PROBLEMS AND TASKS:
(1) From the passage about wearing diabetes equipment, list every piece of equipment the writer says they wear.
(2) Continue the passage about wearing diabetes equipment, picking up right after its final sentence.

SOURCE TEXT:

=== Section Start ===

Well, it’s not pretty, especially on a 54-year old’s belly. So, in the spirit of sharing, here’s what it looks like on me (the only PhotoShopping I did was to add the text and arrows):


All wired up!


[Side note: Quite often, I have bruises from all the various insertions, but lucky for you, when I took this photo, my tummy was pretty clear].

Realistically, it’s not a lot of equipment – just 3 pieces:

  • The insulin pump
  • The infusion set
  • The CGM transmitter and sensor

First, let’s talk about the pump. This is truly my lifeline.  Most T1Ds inject insulin into their bodies several times a day with a syringe. I used to do that, but I have been lucky enough to wear an insulin pump for the last 10 years or so.  (As a reminder, an insulin pump is an external, battery-powered device that delivers insulin into my body at a programmed rate.  The infusion set is a reservoir and tubing, which, when connected to the pump, delivers insulin from my pump to my body).

I always have the insulin pump on and the infusion set inserted into my body.  I’ve kept it on during surgeries, I sleep with it, I keep it on when I’m flying, I wear it when I’m exercising…The only time I don’t wear it is when I am showering or swimming (and then it is only off for minutes at a time).

=== Section End ===

STUDY MATERIAL:
=== Section Start ===

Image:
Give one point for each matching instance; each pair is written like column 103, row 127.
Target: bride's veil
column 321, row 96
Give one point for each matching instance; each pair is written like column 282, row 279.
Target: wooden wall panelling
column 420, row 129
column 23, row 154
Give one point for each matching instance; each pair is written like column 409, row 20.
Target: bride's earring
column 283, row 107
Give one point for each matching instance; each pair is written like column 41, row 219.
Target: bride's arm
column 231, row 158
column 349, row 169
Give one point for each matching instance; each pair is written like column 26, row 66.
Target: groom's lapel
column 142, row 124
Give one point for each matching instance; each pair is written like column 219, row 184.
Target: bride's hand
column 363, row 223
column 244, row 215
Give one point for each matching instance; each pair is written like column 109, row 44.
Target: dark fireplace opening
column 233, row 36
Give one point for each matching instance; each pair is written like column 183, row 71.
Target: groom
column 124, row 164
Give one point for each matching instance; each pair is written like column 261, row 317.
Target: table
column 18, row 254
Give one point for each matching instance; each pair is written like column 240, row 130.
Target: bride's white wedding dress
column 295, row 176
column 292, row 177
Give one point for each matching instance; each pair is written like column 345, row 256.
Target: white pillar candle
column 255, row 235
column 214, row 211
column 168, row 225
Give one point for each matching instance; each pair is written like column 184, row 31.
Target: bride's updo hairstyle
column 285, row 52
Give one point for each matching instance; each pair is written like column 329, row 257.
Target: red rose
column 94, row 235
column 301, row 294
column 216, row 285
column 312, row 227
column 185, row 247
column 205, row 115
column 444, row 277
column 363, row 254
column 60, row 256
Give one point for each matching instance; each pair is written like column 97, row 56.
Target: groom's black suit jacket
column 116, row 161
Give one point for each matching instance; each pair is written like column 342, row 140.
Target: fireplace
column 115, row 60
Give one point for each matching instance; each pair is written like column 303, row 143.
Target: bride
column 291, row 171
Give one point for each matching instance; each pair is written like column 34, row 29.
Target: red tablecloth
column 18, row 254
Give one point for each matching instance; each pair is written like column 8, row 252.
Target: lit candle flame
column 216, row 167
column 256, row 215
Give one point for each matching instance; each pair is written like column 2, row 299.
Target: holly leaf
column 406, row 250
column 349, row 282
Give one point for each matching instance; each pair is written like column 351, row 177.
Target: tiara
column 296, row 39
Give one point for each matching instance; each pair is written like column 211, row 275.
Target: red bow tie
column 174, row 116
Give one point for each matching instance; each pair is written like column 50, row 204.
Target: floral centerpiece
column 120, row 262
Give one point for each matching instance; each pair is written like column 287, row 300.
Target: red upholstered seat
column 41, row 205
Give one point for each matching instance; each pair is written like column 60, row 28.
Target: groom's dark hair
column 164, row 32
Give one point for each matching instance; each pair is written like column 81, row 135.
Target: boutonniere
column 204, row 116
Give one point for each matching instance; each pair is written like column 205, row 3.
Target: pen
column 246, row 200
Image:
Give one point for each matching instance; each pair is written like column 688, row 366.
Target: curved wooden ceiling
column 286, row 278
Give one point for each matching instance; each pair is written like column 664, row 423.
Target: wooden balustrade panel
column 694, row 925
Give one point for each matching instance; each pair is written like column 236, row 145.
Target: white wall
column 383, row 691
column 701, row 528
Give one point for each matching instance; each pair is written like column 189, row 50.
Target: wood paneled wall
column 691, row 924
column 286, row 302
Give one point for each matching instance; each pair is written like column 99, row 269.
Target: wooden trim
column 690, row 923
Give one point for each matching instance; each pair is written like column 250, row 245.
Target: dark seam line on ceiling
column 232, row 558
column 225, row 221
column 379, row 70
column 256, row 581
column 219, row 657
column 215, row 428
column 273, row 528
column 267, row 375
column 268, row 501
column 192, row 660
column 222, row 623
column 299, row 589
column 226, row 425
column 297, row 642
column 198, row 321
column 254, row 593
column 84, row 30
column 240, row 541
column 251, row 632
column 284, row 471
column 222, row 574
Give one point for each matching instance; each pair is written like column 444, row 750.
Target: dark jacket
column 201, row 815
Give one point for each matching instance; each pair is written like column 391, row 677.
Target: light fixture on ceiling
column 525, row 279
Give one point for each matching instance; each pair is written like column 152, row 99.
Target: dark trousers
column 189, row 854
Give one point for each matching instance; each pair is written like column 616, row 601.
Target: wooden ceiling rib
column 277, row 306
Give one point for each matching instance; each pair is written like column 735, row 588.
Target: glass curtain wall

=== Section End ===

ANSWERS TO THIS EXERCISE:
(1) The insulin pump, the infusion set, and the CGM transmitter and sensor.

(2)
The pump is “programmed” for my specific needs.  (And I purposefully put that in quotes because it is not an exact science by any stretch of the imagination).  Essentially, my insulin pump works this way: I get a tiny but steady stream of insulin all the time (the basal rate) and when I eat, I give myself additional insulin (a bolus) to compensate for what I ate (so that my blood glucose doesn’t get too high). Now, I used to have to do those calculations in my head when I was giving myself shots, but the pump has a featured called the Bolus Wizard which helps me with that.

Sounds simple enough, but you also have to take into consideration things like exercise, glycemic rates, the fat content in your food, stress, whether the stars are aligned (you think I jest) and so much more. And sometimes (many times, actually), what worked yesterday doesn’t work today.  But that’s the life of a diabetic.

Theoretically, this combination of basal rate and bolusing mimics how your pancreas works (if you’re lucky enough to have a working pancreas). For people like me, this little machine and my brain are doing the work for my pancreas. Like I said earlier, it is truly the lifeline that I cling to.

I change the infusion set every 3-4 days.  I usually rotate from one side of my abdomen to the other each time I change it.  It takes me about 3-4 minutes to remove the old equipment, rewind the pump, fill the reservoir, insert the infusion set and prime the pump.  Once that is done, we’re off and running again.

Occasionally, when I remove an infusion set, I’ll have a bleed out.  Those can be quite embarrassing (I had it happen in a restaurant once), but you just handle it.

Lest you think this is a lot of trouble (and it can be), I wouldn’t go back to giving myself six shots a day for anything.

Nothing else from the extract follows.